- _Exercise data_:

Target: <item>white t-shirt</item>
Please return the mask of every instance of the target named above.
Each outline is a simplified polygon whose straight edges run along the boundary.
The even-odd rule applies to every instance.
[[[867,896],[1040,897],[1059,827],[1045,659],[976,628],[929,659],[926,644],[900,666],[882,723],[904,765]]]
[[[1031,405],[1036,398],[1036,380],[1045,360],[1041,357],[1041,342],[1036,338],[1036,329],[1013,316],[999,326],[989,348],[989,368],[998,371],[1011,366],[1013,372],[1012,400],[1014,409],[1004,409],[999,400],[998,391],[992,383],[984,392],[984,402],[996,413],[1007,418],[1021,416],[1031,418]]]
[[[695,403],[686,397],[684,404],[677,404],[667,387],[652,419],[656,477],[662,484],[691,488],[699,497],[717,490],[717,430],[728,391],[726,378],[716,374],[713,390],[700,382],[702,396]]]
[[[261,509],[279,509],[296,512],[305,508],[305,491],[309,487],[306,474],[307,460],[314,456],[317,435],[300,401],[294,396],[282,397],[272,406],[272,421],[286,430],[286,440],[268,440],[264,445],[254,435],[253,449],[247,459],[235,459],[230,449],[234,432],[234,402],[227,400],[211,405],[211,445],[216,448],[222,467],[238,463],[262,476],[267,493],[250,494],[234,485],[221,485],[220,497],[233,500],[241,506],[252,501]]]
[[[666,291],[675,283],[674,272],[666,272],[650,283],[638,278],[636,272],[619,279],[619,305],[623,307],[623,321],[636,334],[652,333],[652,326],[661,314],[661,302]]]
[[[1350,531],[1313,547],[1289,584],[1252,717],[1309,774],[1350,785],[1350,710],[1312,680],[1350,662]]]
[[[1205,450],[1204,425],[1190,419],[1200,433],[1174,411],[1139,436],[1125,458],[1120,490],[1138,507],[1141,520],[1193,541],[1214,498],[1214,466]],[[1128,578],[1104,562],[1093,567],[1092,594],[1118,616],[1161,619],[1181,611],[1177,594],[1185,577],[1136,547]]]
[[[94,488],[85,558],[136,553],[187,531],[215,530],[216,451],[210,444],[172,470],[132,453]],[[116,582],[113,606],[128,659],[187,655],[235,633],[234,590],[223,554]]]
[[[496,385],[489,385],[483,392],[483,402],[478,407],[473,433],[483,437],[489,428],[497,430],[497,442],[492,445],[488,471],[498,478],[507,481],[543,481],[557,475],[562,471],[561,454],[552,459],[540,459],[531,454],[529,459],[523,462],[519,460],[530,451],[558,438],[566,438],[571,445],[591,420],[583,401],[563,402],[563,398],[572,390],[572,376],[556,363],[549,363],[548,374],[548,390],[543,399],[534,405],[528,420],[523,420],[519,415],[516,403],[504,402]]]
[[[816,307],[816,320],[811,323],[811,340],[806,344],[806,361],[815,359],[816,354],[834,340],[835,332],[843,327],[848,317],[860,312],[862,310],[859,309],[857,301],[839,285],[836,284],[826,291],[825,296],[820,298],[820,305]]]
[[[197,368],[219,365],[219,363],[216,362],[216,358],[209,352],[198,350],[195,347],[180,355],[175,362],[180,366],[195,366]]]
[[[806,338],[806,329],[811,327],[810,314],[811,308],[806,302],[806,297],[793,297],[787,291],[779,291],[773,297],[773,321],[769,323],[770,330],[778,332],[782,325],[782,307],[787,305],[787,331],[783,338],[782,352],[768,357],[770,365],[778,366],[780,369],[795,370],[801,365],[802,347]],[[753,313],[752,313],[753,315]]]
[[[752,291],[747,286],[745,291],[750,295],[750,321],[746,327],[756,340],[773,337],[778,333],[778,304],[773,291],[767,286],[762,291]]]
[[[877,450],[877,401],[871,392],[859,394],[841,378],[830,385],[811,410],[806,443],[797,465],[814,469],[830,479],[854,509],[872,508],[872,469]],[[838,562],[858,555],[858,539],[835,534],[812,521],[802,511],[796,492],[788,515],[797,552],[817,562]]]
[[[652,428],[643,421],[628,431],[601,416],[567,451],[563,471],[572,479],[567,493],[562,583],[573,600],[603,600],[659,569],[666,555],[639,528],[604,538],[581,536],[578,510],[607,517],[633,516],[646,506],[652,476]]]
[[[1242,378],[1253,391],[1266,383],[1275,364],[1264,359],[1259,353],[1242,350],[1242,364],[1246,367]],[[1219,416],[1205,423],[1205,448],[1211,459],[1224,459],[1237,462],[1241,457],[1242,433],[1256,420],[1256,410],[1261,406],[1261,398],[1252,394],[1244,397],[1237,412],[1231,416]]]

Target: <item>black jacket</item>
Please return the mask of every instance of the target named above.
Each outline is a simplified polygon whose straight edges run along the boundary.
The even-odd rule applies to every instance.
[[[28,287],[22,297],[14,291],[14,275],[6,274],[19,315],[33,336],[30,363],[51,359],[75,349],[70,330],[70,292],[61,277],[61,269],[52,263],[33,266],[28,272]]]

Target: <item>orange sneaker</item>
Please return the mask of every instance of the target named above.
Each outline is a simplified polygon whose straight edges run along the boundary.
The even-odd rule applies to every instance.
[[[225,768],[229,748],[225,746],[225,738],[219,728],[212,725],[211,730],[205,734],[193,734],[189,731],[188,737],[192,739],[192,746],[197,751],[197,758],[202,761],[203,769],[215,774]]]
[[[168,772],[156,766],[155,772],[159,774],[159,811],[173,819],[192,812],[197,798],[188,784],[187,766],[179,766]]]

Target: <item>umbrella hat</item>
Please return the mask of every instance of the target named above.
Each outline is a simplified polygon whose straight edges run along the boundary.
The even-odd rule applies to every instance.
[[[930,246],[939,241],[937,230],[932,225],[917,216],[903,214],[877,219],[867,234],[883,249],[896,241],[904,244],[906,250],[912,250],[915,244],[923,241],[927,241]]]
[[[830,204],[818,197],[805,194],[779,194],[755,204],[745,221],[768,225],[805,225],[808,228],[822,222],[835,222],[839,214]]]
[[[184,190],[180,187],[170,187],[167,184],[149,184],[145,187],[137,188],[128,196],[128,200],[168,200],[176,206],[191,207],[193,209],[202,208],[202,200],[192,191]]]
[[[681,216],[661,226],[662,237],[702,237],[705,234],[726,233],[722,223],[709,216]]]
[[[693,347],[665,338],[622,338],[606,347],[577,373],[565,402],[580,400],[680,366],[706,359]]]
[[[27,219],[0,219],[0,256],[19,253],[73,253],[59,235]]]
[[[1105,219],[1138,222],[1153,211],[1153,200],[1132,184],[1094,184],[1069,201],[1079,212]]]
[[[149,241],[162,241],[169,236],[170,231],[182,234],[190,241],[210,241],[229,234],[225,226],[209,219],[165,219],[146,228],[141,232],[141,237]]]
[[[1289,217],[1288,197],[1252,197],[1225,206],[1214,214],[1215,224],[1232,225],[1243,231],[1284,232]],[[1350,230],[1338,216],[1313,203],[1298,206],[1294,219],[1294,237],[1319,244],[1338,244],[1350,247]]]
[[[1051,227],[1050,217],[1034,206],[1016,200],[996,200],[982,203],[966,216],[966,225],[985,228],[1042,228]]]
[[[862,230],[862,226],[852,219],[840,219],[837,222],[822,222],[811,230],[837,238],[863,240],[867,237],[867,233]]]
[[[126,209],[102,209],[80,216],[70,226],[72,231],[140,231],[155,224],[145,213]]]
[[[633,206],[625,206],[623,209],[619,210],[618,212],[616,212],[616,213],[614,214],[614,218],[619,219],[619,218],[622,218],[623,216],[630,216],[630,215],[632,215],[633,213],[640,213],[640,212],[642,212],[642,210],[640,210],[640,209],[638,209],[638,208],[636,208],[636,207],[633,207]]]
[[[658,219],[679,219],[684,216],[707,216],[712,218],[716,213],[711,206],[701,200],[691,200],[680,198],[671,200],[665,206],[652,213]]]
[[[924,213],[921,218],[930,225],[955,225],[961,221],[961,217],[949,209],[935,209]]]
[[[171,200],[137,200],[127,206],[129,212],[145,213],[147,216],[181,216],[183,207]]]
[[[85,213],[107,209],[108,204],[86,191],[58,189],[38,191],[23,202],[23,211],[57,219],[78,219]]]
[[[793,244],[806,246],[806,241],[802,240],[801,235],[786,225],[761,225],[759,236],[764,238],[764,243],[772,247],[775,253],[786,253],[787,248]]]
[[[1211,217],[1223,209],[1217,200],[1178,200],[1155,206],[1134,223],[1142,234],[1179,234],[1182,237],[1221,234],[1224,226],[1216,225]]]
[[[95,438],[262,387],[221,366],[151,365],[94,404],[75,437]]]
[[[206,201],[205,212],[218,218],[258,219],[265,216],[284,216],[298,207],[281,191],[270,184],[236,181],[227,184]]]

- _About this task_: Within the entries, determine the count of lines containing the string "item" and output it alone.

- _Written answer_: 4